┌─ Source document
# If you could do it all over again what expensive web desgin mistakes would you avoid?



## LODclothing (Aug 5, 2010)

So, for all of us fledgling designers out there, for those of you that have your sites up and running: 

What would you do differently with your website if you could wipe the slate clean and start fresh? 
(AKA - are there any expensive mistakes out there that you can help us avoid?)

Thanks
Chris


----------



## dsmithhi (Aug 18, 2010)

*Re: If you could do it all over again*



LODclothing said:


> So, for all of us fledgling designers out there, for those of you that have your sites up and running:
> 
> What would you do differently with your website if you could wipe the slate clean and start fresh?
> (AKA - are there any expensive mistakes out there that you can help us avoid?)
> ...


 
I'm sure I'll have this problem but had to comment. Just commented on WEB-SITE Domain Names and how folks that want a specific name. I've tried hard to not focus so much on the one "perfect" domain name. Although it does help, someone almost always has it already. Also make sure that if you see something you think you like. BUY IT CAUSE ITS USUALLY LESS THAN 20 BUCKS. You'll wait and tomorrow it will be in someone elses pocket.  Ask me why I know that. 

Cheers


----------



## zeusprinting (Jun 21, 2009)

*Re: If you could do it all over again*

Make sure your site is built on top of a content management system such as Wordpress. You need to easily change content without having to jump into the code. A static site is a dead site.


----------



## LODclothing (Aug 5, 2010)

@dsmithi: so, I have to ask, why do you know that?


----------



## LODclothing (Aug 5, 2010)

@Zeus: I was wondering what the advantage would be with a wordpress site (got a quote for one), so thanks. Makes sense.
└─
┌─ Data extract
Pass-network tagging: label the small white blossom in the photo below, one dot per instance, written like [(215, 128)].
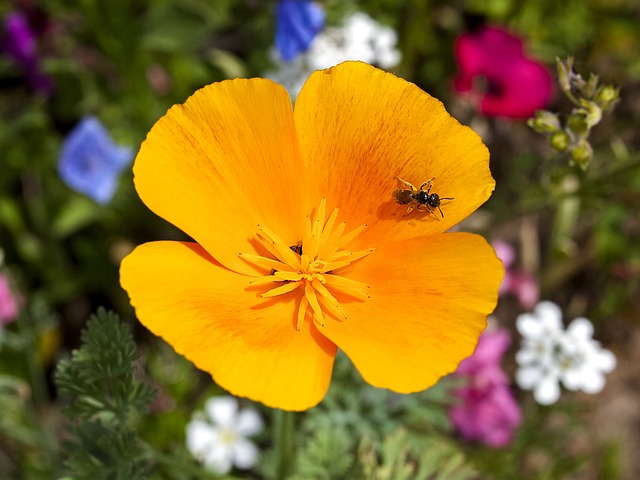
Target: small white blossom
[(217, 436), (359, 38), (550, 355)]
└─
Your task
Write what comes next in the forum thread on expensive web design mistakes, starting after its final post. The material plays no part here.

Task answer
----------



## epichouse (Sep 30, 2008)

*Re: If you could do it all over again*

I have not really started an online shop before, but I'm quite of a php coder. 

In any sense, if you aren't pro in coding, STAY OUT OF CODING. Just use a CMS that you can download and build your site from there. It will be much easier and you can just set up your site in no time.

Like what our friend @Zeus said above, a static site is really a dead site.

Have you guys heard about Joomla?


----------



## LODclothing (Aug 5, 2010)

*Re: If you could do it all over again*

Yes, we have a Joomla site (non-tshirt), but I didn't put it together. Is it non-coder friendly?


----------



## creation_system (Sep 16, 2010)

Be very careful of costs when you start PPC advertising! It's easy to run up a massive bill. Get the convrsion tracking installed before you spend a penny.


----------



## smclean06 (Jul 7, 2010)

When you're looking for domain names DON'T use the website you plan on buying the domain name from. Just type it straight into your address bar and see if it's used.

A lot of domain purchasing sites have it automated so any domains that are searched for THEY purchase, then sell to you for more money.

And yes, I found that out the hard way...more than once.


----------



## Solmu (Aug 15, 2005)

smclean06 said:


> When you're looking for domain names DON'T use the website you plan on buying the domain name from. Just type it straight into your address bar and see if it's used.


That will give you inconclusive results, since it's not _that_ uncommon for a domain to be registered without any kind of website set up on it.

The best way to lookup a domain registration is to find a reputable whois service that doesn't pre-register names. It's actually very, *very* rare for registrars to do that, although it does happen.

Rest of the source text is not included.